EXERCISE DESCRIPTION –
Repeat the entries below word for word, beginning at the line that contains "of the tree" and stopping after the line that contains "<point>882,336</point>".

━━━━━ MATERIAL TO PROCESS ━━━━━

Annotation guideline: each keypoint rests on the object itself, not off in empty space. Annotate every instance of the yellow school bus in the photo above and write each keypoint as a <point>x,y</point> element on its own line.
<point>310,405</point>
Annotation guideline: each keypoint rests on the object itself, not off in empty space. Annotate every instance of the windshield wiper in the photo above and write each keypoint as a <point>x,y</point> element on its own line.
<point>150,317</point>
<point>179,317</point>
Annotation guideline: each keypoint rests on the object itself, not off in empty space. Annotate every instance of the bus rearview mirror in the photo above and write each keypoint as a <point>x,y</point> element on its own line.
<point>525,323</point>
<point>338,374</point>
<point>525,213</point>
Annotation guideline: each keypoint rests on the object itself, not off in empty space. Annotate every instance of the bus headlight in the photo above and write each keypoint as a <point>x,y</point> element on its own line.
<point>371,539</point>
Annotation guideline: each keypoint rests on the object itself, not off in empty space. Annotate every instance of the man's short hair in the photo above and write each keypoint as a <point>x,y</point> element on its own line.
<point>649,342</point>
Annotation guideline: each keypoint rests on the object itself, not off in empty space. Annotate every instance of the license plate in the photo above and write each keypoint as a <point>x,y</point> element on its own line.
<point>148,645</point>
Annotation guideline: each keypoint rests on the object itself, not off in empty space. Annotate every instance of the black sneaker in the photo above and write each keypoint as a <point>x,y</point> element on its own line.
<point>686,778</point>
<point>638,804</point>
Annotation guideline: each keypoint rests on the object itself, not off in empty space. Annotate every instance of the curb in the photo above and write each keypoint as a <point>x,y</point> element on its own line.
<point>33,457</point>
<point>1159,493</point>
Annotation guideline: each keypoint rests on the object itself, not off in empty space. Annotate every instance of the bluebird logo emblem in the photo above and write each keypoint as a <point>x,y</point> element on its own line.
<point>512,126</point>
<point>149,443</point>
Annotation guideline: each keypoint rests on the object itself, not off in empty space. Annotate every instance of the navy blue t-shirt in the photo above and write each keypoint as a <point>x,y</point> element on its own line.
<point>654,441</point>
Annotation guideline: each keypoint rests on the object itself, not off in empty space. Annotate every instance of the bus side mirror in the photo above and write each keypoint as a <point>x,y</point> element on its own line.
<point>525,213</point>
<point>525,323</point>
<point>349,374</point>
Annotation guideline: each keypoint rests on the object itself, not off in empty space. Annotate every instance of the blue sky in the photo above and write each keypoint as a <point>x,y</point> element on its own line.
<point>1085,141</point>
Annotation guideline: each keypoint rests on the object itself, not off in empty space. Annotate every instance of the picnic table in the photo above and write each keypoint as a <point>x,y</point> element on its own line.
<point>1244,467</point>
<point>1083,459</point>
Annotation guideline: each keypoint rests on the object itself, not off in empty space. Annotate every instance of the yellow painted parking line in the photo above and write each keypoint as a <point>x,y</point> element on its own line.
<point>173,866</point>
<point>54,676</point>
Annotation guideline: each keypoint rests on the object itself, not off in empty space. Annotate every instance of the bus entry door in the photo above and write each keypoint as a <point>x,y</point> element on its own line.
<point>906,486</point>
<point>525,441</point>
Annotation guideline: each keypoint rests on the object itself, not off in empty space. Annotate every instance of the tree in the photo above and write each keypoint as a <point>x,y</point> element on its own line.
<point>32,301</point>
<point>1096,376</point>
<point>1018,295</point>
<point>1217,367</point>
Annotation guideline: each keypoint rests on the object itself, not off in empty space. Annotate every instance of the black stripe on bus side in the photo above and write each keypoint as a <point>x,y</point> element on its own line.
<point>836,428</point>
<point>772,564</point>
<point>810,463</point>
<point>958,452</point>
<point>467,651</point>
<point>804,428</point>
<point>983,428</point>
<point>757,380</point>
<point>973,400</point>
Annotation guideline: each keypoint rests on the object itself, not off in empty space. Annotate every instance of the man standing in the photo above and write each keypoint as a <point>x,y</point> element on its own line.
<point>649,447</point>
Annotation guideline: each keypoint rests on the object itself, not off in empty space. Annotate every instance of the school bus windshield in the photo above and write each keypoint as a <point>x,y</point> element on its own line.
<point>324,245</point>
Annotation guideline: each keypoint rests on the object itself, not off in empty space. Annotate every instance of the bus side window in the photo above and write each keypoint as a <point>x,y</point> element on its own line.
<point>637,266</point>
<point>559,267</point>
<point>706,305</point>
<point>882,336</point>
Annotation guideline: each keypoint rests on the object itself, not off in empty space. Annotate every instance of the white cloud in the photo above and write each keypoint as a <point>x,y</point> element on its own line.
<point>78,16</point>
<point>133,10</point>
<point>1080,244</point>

━━━━━

SOLVED PROBLEM –
Annotation guideline: each keypoint rests on the object itself, not off in empty space. Annotate every instance of the tree in the photo above and write each keypoint as a <point>x,y</point> element on its own line.
<point>32,301</point>
<point>1096,376</point>
<point>1018,295</point>
<point>1217,367</point>
Annotation guideline: each keypoint rests on the object itself, not off in empty space. Annotate every instance of the black stripe on bus side in the photo above and write each keypoint as a <point>x,y</point> element on its own line.
<point>836,428</point>
<point>772,564</point>
<point>810,463</point>
<point>958,452</point>
<point>467,651</point>
<point>804,428</point>
<point>983,428</point>
<point>757,380</point>
<point>973,400</point>
Annotation guideline: each keypoint rests on the object itself, not off in empty space. Annotate every instance of the man standing in the photo above and write each keypoint as a <point>x,y</point> element on its own line.
<point>649,447</point>
Annotation guideline: each keypoint rests on the object itself, not off in empty space. Annotate every instance of the school bus windshield in the photo above and write each keypoint as a <point>x,y</point> element on its own line.
<point>324,245</point>
Annotation guideline: each keypoint rests on the object itself, not off in empty space. Annotate every instance of the bus side window in the photo above and write each keypoint as a <point>x,y</point> element on its own line.
<point>637,266</point>
<point>559,267</point>
<point>706,305</point>
<point>882,336</point>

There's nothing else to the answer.